-- Directions --
Quote exactly the lines running from the line with "TARGET = stone pedestal base" to the end of the entries, including both, and nothing else.

## BEGIN Material provided

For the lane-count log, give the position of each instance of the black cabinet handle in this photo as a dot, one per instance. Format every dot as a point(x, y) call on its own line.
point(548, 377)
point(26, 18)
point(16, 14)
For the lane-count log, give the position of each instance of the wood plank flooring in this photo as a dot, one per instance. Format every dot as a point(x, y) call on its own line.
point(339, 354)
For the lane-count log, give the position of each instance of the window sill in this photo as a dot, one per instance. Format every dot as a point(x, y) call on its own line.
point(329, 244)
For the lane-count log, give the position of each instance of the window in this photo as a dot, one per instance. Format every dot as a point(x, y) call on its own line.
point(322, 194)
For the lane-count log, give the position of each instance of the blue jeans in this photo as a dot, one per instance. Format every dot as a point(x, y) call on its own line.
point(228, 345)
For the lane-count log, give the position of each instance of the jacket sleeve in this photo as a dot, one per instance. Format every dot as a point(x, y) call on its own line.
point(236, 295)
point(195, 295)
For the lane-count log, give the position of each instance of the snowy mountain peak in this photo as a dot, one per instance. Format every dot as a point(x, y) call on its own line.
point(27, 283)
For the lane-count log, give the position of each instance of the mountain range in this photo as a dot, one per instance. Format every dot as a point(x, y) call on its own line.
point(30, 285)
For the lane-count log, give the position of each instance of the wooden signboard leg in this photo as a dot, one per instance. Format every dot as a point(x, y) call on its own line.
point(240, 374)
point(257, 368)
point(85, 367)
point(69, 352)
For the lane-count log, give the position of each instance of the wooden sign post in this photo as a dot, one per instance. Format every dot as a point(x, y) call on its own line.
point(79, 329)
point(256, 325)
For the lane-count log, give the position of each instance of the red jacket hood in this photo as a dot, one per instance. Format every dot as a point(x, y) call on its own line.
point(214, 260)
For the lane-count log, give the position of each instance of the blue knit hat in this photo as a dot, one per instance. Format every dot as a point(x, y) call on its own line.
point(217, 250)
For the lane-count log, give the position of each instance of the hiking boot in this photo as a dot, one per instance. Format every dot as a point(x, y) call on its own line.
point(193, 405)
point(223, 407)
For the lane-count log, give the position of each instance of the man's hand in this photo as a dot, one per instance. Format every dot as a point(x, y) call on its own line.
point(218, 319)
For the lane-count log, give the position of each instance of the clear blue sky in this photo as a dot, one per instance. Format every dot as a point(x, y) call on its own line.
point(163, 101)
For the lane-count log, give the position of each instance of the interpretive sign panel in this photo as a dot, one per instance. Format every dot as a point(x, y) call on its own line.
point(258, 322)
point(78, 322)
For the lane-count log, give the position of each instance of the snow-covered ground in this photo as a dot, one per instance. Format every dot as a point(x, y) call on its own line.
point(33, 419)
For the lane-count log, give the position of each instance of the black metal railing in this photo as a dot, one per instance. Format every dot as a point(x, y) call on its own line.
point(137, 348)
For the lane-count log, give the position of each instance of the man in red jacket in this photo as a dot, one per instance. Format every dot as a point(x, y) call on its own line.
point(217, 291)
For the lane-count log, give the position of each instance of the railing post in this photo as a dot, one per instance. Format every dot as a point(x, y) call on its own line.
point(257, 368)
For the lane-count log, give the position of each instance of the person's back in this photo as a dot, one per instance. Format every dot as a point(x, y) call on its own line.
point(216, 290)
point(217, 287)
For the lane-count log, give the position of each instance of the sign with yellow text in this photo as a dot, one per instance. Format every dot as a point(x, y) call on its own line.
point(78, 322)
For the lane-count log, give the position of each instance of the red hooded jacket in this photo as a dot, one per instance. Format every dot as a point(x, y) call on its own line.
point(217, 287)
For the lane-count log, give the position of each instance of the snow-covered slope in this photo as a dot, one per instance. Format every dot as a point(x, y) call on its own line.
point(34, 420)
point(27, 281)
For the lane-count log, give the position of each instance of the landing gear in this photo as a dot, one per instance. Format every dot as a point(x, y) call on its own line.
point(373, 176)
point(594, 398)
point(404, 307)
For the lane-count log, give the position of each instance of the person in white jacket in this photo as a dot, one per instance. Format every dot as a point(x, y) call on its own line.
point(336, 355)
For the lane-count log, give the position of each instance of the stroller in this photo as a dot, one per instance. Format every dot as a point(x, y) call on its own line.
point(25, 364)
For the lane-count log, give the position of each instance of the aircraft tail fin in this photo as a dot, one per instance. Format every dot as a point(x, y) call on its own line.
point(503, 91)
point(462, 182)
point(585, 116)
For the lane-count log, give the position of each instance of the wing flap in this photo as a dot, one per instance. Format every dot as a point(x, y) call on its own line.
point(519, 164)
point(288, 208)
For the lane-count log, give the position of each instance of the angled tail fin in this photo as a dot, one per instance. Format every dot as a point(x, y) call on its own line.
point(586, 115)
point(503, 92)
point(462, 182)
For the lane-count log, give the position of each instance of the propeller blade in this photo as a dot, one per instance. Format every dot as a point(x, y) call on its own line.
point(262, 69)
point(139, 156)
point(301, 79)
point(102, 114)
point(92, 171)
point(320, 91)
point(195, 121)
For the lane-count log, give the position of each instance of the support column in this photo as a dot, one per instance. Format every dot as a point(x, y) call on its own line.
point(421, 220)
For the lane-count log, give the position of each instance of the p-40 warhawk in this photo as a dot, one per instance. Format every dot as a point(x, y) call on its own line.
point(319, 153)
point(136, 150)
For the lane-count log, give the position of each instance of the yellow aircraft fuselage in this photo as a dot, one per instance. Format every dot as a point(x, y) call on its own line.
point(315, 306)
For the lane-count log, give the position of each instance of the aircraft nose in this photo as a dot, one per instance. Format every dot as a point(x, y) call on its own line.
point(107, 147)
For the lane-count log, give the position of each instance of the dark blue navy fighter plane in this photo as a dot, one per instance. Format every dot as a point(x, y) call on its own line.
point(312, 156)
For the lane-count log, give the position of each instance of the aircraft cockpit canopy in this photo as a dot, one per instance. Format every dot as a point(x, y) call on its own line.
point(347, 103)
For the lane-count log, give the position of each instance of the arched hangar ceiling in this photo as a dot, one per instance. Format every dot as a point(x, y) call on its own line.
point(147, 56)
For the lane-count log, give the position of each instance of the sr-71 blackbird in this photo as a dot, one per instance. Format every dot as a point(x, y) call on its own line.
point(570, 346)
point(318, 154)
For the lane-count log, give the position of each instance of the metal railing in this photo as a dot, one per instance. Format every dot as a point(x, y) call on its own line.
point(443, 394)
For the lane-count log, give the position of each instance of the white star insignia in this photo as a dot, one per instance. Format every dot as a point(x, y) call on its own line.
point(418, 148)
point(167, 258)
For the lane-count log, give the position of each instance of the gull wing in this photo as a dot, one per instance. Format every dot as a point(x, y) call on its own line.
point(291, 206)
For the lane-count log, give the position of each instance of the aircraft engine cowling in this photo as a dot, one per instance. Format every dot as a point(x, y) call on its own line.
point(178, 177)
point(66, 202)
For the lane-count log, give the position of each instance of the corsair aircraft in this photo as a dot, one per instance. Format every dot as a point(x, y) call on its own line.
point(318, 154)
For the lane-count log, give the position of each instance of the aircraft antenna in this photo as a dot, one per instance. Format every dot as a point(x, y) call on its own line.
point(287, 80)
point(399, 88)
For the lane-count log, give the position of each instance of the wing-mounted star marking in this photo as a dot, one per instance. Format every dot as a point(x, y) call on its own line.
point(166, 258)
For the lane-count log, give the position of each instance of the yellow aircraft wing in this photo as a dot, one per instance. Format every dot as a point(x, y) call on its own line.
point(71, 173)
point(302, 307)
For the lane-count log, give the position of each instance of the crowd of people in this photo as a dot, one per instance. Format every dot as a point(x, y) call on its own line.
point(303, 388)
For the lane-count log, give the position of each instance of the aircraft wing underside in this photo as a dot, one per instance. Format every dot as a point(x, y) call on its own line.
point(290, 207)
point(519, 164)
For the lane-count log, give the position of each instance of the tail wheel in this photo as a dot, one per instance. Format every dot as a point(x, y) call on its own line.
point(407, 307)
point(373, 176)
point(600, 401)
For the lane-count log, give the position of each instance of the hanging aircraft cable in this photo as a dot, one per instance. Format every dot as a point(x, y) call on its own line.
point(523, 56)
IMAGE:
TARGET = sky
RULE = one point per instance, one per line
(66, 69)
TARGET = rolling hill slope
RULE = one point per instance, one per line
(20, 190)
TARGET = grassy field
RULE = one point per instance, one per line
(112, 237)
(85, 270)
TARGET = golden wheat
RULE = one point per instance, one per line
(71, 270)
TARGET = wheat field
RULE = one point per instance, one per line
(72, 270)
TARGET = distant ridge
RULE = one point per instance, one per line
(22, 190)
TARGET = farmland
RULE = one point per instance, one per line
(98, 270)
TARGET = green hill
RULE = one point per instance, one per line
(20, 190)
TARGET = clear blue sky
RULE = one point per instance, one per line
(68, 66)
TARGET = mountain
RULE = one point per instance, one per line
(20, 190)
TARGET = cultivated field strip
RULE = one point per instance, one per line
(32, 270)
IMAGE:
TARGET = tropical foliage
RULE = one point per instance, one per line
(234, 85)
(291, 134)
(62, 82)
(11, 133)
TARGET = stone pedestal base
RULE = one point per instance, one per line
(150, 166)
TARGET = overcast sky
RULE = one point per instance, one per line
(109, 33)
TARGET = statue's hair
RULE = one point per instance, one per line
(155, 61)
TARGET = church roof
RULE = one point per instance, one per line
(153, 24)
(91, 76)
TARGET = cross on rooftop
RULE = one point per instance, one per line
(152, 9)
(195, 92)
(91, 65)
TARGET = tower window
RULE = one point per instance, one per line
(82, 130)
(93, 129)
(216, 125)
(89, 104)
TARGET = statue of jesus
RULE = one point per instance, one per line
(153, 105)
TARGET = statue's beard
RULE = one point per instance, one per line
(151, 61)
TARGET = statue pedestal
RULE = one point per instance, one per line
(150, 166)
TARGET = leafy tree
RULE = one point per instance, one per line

## END Material provided

-- Answer in full --
TARGET = stone pedestal base
RULE = one point per instance, one per line
(150, 166)
TARGET = overcast sky
RULE = one point per instance, one per line
(109, 33)
TARGET = statue's hair
RULE = one point per instance, one per line
(155, 61)
TARGET = church roof
RULE = one point per instance, one per line
(153, 24)
(91, 76)
TARGET = cross on rooftop
RULE = one point per instance, one per line
(152, 9)
(195, 92)
(91, 65)
TARGET = tower window
RULE = one point per instance, one per line
(82, 130)
(93, 129)
(216, 125)
(89, 104)
TARGET = statue of jesus
RULE = one point per instance, one per line
(153, 105)
TARGET = statue's beard
RULE = one point per instance, one per line
(151, 61)
TARGET = statue pedestal
RULE = one point per instance, one per line
(150, 166)
TARGET = leafy tree
RULE = one point per instance, one per line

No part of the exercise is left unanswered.